# [Exercise objective]
In the disease-severity modeling text, what method was used to estimate the correlations between disease severities at baseline?

# [Text block]

1. Estimation of correlations between the disease severities on the three subscales at baseline;

2. Estimation of the time course of placebo response on the disease severities on all subscales, and subsequent estimation of the correlations between disease severities at baseline and placebo response within each subscale, and correlations between placebo responses on the different subscales;

3. Estimation of the time course of paliperidone response on the disease severities, and subsequent estimation of the correlations between disease severity at baseline and drug response within each subscale, and correlations between drug responses on the different subscales.

For the longitudinal analyses in Steps 2 and 3, changes in disease severities were modeled over time. Per definition, disease severity on each subscale is expressed relative to the disease severity distribution on that subscale at baseline. At any time, a disease severity of −1 indicates, for instance, the disease severity of an individual is one standard deviation “healthier” than the typical individual in the current dataset at baseline.

Baseline model

Baseline data from individuals allocated to all treatment arms were used to estimate individual disease severities for each subscale at baseline and the correlations between disease severities on these subscales. As the variances were fixed to 1 and the $OMEGA BLOCK functionality in NONMEM does not allow fixing variances while estimating covariances, the correlations were estimated using Cholesky decomposition. As can be seen in the Supplementary Model Code, the magnitude of variances and correlations are estimated as fixed effects and can therefore be estimated or fixed as desired. Due to long run times and model instability, parameter estimates from this step were fixed in subsequent steps.

# [Raw data]

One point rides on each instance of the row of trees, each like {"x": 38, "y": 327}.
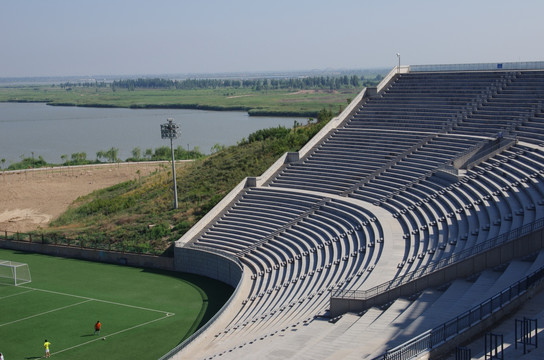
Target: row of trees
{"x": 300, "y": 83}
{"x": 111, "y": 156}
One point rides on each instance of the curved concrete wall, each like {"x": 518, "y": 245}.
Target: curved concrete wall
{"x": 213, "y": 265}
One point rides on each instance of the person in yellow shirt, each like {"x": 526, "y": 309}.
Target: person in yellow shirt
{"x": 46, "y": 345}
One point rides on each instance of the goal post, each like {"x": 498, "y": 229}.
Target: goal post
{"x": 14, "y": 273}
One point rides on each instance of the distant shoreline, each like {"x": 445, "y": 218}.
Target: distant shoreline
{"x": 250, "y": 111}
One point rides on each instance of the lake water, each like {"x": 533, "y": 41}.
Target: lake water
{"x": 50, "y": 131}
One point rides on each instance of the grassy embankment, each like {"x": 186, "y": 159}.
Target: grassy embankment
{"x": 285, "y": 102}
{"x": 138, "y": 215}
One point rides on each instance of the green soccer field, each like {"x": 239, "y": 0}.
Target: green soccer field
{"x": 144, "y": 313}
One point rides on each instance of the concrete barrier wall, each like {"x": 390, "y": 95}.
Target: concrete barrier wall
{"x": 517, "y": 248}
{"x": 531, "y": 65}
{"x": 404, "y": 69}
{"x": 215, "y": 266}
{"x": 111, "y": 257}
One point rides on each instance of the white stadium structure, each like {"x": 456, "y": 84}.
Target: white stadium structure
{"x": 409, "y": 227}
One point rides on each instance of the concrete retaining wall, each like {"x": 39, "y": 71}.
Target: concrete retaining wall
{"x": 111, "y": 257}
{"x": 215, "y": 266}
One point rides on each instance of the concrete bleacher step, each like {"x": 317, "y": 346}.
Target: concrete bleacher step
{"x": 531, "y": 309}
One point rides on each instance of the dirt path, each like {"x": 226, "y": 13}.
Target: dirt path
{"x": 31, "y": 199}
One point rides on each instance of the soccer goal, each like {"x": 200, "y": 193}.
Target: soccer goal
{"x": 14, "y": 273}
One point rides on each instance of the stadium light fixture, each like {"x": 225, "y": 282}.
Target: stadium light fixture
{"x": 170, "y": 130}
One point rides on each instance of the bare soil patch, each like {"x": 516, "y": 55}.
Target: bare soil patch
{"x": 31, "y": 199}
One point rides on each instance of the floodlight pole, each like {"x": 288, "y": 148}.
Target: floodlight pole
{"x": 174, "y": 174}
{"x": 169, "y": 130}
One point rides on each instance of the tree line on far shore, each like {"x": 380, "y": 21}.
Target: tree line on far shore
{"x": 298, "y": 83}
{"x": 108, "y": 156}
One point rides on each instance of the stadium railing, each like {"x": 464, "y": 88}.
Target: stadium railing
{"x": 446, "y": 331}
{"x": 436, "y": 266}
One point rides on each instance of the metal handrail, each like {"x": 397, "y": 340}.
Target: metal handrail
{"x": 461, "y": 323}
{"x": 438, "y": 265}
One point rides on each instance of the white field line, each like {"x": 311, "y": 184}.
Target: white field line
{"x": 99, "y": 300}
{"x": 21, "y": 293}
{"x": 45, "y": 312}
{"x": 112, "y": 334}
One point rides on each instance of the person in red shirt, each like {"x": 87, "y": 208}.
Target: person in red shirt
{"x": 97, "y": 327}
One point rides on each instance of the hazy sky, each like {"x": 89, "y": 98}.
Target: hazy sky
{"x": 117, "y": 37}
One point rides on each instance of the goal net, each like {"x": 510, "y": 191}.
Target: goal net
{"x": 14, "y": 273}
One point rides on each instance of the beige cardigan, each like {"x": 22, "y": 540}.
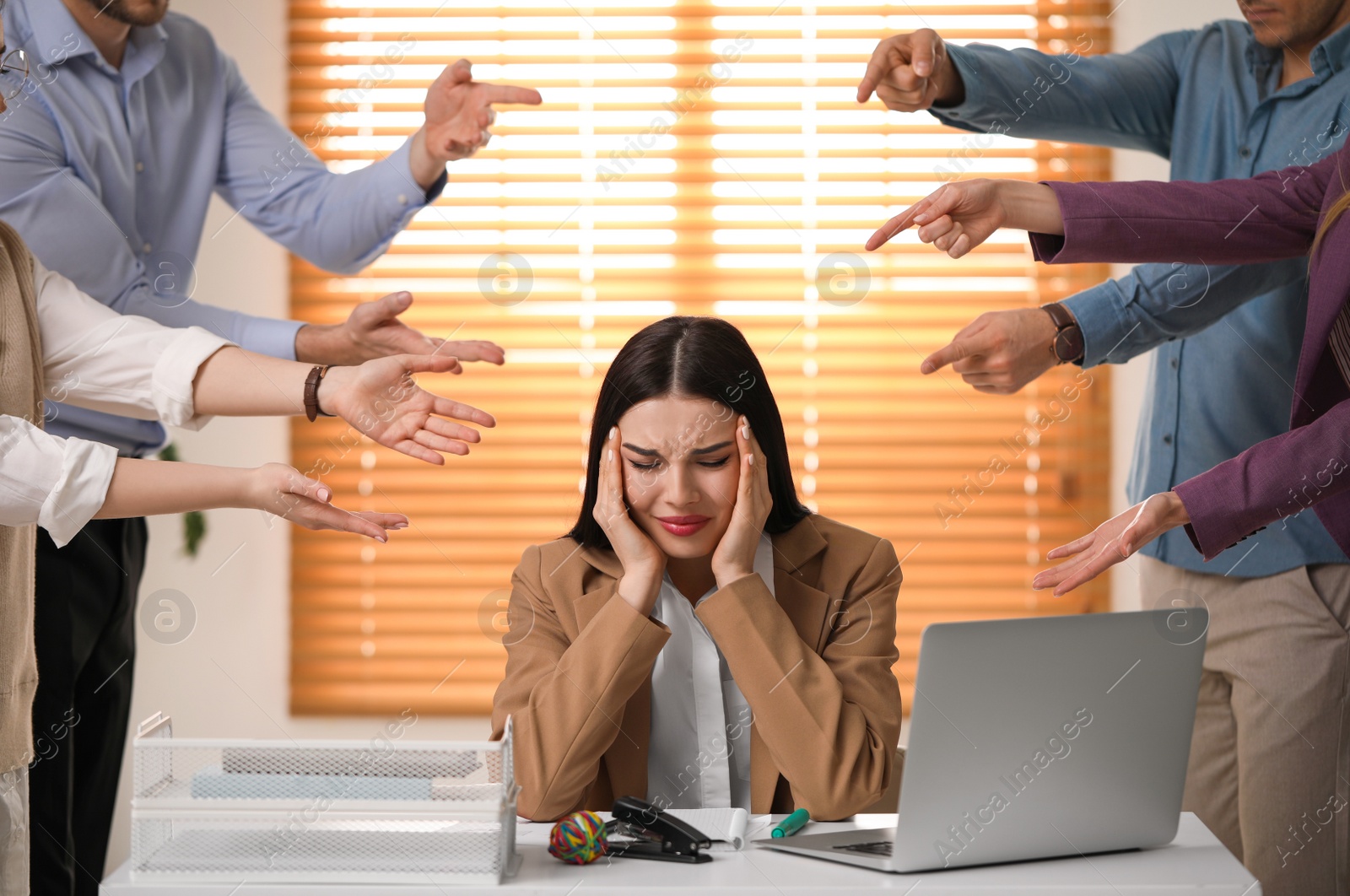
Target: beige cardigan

# [Your solution]
Cholesky decomposition.